> _TASK PROMPT_:
Which lines in the data below contain the word "metal"? Copy each of them.

┄┄┄┄┄┄

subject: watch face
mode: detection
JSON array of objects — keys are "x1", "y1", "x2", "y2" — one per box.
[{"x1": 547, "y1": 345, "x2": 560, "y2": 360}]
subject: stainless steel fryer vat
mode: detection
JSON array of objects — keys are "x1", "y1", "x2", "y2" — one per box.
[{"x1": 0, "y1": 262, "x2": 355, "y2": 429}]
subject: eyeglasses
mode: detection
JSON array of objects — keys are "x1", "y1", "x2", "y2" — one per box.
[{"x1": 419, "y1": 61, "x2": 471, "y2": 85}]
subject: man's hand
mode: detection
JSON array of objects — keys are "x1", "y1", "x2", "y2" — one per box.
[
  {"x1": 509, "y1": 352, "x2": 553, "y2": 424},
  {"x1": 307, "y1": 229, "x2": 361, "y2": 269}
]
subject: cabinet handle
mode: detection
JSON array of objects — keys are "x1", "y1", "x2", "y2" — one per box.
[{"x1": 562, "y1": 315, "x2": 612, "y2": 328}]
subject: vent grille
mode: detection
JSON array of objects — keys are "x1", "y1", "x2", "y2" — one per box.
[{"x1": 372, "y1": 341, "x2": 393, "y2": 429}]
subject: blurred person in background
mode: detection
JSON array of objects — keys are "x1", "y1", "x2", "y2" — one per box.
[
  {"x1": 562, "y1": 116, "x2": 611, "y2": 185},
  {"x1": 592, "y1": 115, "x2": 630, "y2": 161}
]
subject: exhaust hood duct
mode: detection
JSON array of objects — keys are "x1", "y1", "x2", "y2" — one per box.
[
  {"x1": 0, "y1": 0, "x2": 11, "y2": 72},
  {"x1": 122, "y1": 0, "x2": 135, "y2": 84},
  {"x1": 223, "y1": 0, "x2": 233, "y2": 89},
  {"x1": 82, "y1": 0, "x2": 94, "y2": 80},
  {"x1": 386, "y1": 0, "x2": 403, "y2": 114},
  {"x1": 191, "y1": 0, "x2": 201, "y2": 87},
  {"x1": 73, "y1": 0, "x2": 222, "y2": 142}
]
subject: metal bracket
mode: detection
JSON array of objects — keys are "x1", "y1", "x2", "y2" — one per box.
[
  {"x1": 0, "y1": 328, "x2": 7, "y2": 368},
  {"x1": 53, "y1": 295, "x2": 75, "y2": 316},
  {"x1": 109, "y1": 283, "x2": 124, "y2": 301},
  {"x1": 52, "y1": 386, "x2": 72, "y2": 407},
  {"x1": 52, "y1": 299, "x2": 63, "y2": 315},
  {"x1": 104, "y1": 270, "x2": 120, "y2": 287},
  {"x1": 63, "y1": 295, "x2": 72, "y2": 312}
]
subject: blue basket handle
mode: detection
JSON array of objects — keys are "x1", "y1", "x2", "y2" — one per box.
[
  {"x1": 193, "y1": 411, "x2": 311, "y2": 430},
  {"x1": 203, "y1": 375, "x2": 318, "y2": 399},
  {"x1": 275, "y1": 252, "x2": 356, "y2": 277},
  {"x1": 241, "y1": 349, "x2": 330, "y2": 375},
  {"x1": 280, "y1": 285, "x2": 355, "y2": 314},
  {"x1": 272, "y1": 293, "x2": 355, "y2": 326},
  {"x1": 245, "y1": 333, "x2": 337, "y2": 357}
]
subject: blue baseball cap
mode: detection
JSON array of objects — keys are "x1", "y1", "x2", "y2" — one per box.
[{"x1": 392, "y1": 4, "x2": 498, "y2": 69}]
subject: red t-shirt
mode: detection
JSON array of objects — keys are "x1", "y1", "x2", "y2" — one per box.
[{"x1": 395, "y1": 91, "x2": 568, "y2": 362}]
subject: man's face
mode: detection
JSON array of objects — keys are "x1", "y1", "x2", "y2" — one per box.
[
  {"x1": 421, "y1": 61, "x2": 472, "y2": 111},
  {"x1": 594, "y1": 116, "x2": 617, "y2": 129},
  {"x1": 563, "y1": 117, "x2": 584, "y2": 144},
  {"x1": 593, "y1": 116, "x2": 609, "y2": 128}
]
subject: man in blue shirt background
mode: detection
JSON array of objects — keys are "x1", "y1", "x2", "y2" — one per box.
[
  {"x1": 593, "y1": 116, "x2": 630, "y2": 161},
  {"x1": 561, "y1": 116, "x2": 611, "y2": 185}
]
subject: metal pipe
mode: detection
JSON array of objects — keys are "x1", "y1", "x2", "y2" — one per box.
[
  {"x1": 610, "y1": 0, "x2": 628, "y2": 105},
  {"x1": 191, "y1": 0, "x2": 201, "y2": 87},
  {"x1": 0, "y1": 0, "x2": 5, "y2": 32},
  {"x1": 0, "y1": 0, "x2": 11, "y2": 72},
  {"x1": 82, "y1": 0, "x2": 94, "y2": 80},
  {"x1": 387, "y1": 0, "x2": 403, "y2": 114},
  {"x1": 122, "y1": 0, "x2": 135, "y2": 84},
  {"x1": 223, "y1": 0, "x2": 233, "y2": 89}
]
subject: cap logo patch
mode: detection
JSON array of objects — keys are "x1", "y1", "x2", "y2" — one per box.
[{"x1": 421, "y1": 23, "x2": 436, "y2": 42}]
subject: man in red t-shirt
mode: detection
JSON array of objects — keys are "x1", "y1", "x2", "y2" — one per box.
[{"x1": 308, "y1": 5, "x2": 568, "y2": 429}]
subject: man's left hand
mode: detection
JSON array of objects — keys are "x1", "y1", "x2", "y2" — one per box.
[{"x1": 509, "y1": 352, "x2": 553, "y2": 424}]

┄┄┄┄┄┄

> _RESULT BELOW_:
subject: metal bracket
subject: metal pipe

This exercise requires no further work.